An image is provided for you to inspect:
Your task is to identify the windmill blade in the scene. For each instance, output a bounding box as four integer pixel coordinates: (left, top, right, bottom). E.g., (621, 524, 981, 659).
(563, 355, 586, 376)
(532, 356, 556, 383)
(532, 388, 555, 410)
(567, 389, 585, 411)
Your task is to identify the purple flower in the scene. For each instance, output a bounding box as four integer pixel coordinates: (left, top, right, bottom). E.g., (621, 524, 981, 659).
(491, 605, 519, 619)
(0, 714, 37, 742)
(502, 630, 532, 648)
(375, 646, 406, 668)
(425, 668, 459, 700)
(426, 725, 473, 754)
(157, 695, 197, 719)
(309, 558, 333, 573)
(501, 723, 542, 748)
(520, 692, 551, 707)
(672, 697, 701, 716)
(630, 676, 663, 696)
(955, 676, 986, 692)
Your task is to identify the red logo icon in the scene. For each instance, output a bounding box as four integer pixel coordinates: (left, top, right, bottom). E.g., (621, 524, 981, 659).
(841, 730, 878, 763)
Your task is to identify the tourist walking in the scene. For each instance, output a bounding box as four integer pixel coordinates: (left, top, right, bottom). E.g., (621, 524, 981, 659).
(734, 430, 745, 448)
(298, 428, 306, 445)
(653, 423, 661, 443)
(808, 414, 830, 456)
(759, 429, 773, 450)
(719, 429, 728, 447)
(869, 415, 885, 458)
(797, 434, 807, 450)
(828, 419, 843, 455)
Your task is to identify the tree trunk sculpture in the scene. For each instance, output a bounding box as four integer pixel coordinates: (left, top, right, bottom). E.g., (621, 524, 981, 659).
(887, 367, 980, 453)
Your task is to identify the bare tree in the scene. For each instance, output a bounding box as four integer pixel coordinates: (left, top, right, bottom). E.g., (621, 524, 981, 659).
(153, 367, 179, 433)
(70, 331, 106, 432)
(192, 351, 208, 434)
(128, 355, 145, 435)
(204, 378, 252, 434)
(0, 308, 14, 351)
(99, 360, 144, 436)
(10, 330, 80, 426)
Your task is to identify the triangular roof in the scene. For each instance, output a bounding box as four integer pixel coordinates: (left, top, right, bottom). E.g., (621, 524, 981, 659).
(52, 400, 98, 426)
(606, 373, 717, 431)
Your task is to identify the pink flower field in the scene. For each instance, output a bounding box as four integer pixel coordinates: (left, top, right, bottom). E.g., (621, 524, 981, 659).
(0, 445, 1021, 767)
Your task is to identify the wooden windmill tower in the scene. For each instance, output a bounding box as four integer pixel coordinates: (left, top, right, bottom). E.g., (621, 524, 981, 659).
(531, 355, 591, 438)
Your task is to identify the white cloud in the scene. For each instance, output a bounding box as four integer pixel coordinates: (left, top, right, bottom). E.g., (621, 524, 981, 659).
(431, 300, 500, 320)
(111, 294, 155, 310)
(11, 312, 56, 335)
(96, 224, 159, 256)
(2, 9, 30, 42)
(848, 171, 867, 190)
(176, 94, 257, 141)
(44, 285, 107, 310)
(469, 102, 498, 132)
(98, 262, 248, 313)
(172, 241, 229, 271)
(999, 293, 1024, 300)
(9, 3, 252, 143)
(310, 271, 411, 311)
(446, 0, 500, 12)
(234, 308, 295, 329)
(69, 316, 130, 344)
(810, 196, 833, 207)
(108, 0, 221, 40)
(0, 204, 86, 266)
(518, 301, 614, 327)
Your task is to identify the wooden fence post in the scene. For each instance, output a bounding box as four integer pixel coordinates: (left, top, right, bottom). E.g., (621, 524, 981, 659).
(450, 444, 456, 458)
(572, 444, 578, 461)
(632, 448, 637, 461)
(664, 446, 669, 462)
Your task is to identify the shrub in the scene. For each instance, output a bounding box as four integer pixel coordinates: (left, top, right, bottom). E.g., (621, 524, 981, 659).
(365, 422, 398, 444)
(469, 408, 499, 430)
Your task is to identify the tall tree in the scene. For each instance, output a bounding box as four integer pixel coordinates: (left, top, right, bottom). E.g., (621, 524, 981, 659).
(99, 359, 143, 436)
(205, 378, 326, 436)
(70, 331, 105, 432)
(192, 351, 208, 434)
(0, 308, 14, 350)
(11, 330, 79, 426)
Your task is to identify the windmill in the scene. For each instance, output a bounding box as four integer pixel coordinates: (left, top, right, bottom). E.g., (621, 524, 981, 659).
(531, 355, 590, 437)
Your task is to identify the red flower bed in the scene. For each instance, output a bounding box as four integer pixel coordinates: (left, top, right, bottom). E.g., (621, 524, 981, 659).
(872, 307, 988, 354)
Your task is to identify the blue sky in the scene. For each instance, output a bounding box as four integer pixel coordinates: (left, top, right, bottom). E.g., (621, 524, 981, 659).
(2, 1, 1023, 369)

# [Activity]
The listing above should be printed again in full, unchanged.

# [Result]
An image is provided for you to inspect:
Your task is to identify the windmill blade in the scene. For each instance, output a bounding box as four integer pixel coordinates: (left, top, right, bottom). E.g., (621, 524, 981, 659).
(563, 355, 586, 376)
(532, 356, 556, 383)
(532, 388, 555, 410)
(567, 389, 585, 411)
Your task is to identify the purple flower in the scene. For each instance, output a bounding box as four integer pixel coordinates: (left, top, right, bottom). E.g., (621, 524, 981, 659).
(491, 605, 519, 619)
(0, 714, 37, 742)
(502, 630, 532, 648)
(375, 646, 406, 668)
(425, 668, 459, 700)
(426, 725, 473, 754)
(157, 695, 197, 719)
(309, 558, 333, 573)
(501, 723, 542, 748)
(520, 692, 551, 707)
(672, 697, 701, 716)
(630, 676, 663, 696)
(955, 676, 986, 692)
Your task is to identify the red logo icon in the scene. For each instance, output a bounding box as four integer pixel coordinates: (left, top, right, bottom). E.g., (621, 524, 981, 659).
(841, 730, 878, 763)
Your task is to identify the tourist walking in the scene. For each instance, output a bounding box as four integer pixel coordinates: (left, top, right, bottom). E.g., (621, 524, 981, 659).
(734, 430, 745, 448)
(298, 428, 306, 445)
(653, 423, 661, 443)
(808, 414, 830, 456)
(759, 429, 773, 450)
(719, 429, 728, 447)
(869, 415, 885, 458)
(797, 434, 807, 450)
(828, 419, 843, 455)
Your task is to identify the tree trunk sculpture in the scene. For each instance, output a bounding box as four integer pixel coordinates: (left, top, right, bottom). E.g., (621, 524, 981, 659).
(887, 367, 980, 453)
Your task is to identify the bare tree in the scene. For each instance, output a bounding box as four integer pixel coordinates: (left, top, right, bottom). E.g., (621, 524, 981, 659).
(153, 367, 179, 433)
(70, 331, 106, 432)
(192, 351, 208, 434)
(128, 355, 145, 435)
(204, 378, 252, 434)
(0, 308, 14, 351)
(99, 360, 144, 436)
(10, 330, 80, 426)
Your task is to identify the triangular roof in the scene. For each instance, output a bounding box as four integer pixel coordinates: (left, top, right, bottom). E.g., (621, 524, 981, 659).
(52, 400, 98, 426)
(606, 373, 717, 431)
Your task is to identify the pink flower field in the scene. For each instance, output a bounding box as four integer pixel coordinates: (left, top, right, bottom). E.g., (621, 524, 981, 659).
(0, 445, 1021, 767)
Your task is to identify the wooden windmill tower in the scene. For each instance, output a bounding box as four integer pixel coordinates: (left, top, right, bottom). E.g., (621, 524, 981, 659).
(531, 355, 591, 438)
Your task is to identify the white cloud in the scene. For each instance, output a bounding box as four integer pixel coordinates: (left, top, right, bottom). E.g., (621, 524, 981, 659).
(431, 300, 500, 320)
(111, 294, 155, 310)
(11, 312, 56, 335)
(96, 224, 159, 256)
(2, 9, 30, 42)
(848, 171, 867, 190)
(176, 94, 257, 141)
(44, 285, 107, 310)
(469, 102, 498, 132)
(98, 262, 248, 313)
(172, 241, 229, 271)
(999, 293, 1024, 300)
(9, 3, 252, 143)
(310, 271, 411, 311)
(446, 0, 500, 12)
(234, 308, 295, 329)
(69, 316, 130, 344)
(810, 196, 833, 207)
(108, 0, 221, 40)
(0, 204, 86, 266)
(518, 301, 614, 327)
Your task is to identify the wooden fence post in the scene. For each instance, output a bounding box as four integer pixel coordinates: (left, top, right, bottom). E.g., (621, 524, 981, 659).
(450, 444, 456, 458)
(572, 444, 578, 461)
(632, 448, 637, 461)
(664, 446, 669, 462)
Your task is to identify the shrub in the scene. For each instance, output a bounding box as four integer pixel coordinates: (left, top, right, bottom). E.g., (621, 524, 981, 659).
(365, 422, 398, 444)
(469, 408, 499, 430)
Your task is to identify the tall tree in the scene. For each instance, output a bounding box as four integer pixel coordinates: (left, top, right, bottom). E.g., (621, 524, 981, 659).
(99, 359, 143, 436)
(205, 378, 326, 436)
(70, 331, 105, 432)
(192, 351, 208, 434)
(0, 308, 14, 350)
(11, 330, 79, 426)
Your task is to identify the windmill in the scene. For each instance, output a bounding box as four integer pixel coordinates: (left, top, right, bottom). E.g., (621, 524, 981, 659).
(531, 355, 590, 437)
Your task is to identify the red flower bed in the scene. For each instance, output a bounding box as four integer pixel coordinates: (left, top, right, bottom). E.g., (621, 524, 981, 659).
(872, 307, 988, 354)
Your task is to identify the blue sky in the scene. For each instance, output a bounding box as four integer pixel coordinates: (left, top, right, bottom). E.g., (621, 524, 981, 659).
(2, 1, 1023, 369)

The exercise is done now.